### [DATA EXCERPTS]
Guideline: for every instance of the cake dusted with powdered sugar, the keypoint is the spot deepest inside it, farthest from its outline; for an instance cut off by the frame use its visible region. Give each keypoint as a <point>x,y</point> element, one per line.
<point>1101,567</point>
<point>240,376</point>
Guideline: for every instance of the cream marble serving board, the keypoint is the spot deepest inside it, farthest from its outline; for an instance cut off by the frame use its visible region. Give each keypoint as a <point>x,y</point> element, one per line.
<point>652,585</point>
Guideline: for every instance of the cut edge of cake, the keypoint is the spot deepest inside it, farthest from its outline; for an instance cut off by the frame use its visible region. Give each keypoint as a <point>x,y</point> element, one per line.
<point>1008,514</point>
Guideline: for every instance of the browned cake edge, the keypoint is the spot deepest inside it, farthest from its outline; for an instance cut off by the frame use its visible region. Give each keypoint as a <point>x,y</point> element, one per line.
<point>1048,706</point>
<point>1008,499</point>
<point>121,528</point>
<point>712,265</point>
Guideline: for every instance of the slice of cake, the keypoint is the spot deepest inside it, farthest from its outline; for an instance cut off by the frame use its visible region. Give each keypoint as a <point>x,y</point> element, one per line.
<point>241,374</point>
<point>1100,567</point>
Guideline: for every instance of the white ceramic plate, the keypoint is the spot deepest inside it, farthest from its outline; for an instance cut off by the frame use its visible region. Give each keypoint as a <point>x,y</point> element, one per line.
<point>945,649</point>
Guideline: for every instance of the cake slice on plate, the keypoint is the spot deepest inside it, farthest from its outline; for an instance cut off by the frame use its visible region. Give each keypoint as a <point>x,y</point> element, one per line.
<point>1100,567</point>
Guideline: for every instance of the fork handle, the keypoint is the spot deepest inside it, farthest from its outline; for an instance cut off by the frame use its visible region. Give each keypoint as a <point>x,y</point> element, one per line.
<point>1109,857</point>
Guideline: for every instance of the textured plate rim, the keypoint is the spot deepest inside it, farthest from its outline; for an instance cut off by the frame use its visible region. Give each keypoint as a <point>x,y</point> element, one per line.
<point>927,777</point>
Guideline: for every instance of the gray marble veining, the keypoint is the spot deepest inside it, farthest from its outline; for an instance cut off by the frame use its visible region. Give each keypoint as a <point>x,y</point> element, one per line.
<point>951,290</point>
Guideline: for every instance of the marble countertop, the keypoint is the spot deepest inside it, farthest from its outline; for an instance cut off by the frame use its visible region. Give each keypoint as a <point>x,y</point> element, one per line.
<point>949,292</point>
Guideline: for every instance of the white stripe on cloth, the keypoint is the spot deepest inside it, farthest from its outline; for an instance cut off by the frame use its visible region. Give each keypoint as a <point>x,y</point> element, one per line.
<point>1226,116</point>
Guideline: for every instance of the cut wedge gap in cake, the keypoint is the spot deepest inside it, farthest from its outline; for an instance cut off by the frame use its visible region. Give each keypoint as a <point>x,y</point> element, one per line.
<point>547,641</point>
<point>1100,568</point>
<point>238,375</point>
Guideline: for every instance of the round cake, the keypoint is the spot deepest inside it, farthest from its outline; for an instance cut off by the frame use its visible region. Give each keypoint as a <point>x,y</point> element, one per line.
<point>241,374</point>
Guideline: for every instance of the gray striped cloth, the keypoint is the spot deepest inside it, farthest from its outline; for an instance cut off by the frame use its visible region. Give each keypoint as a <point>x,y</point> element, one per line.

### [EXERCISE REQUIREMENTS]
Convert every line of the records above into a numbered list, skipping any blank lines.

### [PROBLEM SOLUTION]
1. Guideline: for every instance of the cake dusted with powdered sugar, the keypoint is the spot deepest inside it, farthest from its outline; for an instance cut off by the frame use its visible region. Give each keypoint as a <point>x,y</point> element, one per line.
2. <point>1101,567</point>
3. <point>240,376</point>
4. Guideline: for every instance of the cream marble serving board, the keypoint is the spot deepest inside it, farthest from its outline; for an instance cut off by the frame use its visible region. Give each keypoint as a <point>x,y</point> element, one per line.
5. <point>652,585</point>
6. Guideline: for every instance of the cut edge of cake, the keypoint is the spot deepest inside it, farthest from its outline; for an instance cut off by the frame use its visible region. Give each keypoint as a <point>x,y</point> element, one per line.
7. <point>1008,514</point>
8. Guideline: for every instance of the browned cake edge, the keypoint is the spot deepest inside it, farthest from its outline; for an instance cut off by the frame use its visible region. Give each keypoint as a <point>x,y</point> element, one per line.
9. <point>1048,706</point>
10. <point>1008,499</point>
11. <point>121,528</point>
12. <point>712,265</point>
13. Guideline: for every instance of the slice of cake, the keypoint is the spot deepest inside it, farthest from its outline; for an instance cut off by the frame use its visible region. Give each keypoint as a <point>x,y</point> element, one per line.
14. <point>241,374</point>
15. <point>1100,567</point>
16. Guideline: for every instance of the white ceramic plate, the keypoint is the spot deepest inside it, farthest from its outline; for an instance cut off by the frame use its visible region. Give each keypoint as a <point>x,y</point> element, one per line.
17. <point>945,649</point>
18. Guideline: for every instance of the cake slice on plate, the keypoint is the spot deepest inside it, farthest from its outline; for an instance cut off by the frame use its visible region. Give each keypoint as a <point>x,y</point> element, one per line.
19. <point>1100,567</point>
20. Guideline: for every instance of the fork handle, the keypoint is the spot deepest inside it, farthest from its outline; for an instance cut off by the frame use its visible region. Give each keypoint as a <point>x,y</point> element, one per line.
21. <point>1109,857</point>
22. Guideline: for every instance of the textured plate rim, the keypoint is the spot deepest inside it, farthest from its outline; for an instance cut off by the frame use its visible region. Give each keypoint as a <point>x,y</point> element, one per line.
23. <point>927,777</point>
24. Guideline: for every instance of the gray marble veining, the keypoint is the spot deepest inside it, farthest from its outline; for an instance cut off by the frame use its visible region. Give each keypoint as a <point>x,y</point> element, one per line.
25. <point>951,290</point>
26. Guideline: for every instance of the marble countertop, the keypoint is the spot deepest inside it, farthest from its outline; for an instance cut off by the frame use its visible region. Give each keypoint as a <point>x,y</point> element, one per line.
27. <point>949,292</point>
28. Guideline: for every instance of the white stripe on cloth, the keypoint is the spot deepest inside it, farthest from its outline; for an instance cut off by the frame use its visible region. Give each keypoint as a <point>x,y</point> element, one per line.
29. <point>1226,116</point>
30. Guideline: for every instance of the cut wedge gap in cake, the keypoint is the spot deepest inside it, farthest from its outline; for an instance cut off by the frame use its visible region. Give each keypoint as a <point>x,y</point> element, one per line.
31. <point>547,641</point>
32. <point>1100,568</point>
33. <point>238,375</point>
34. Guideline: for every instance of the round cake, the keypoint is the spot deepest inside it, farthest from its outline; for an instance cut off by the frame use its visible region. Give each keypoint as a <point>x,y</point> element, one per line.
35. <point>241,374</point>
36. Guideline: for every instance of the gray striped cloth, the keypoint is the spot deepest inside it, farthest from its outline; for an instance cut off by the frame use its visible region. Give each keypoint as a <point>x,y</point> element, one per line.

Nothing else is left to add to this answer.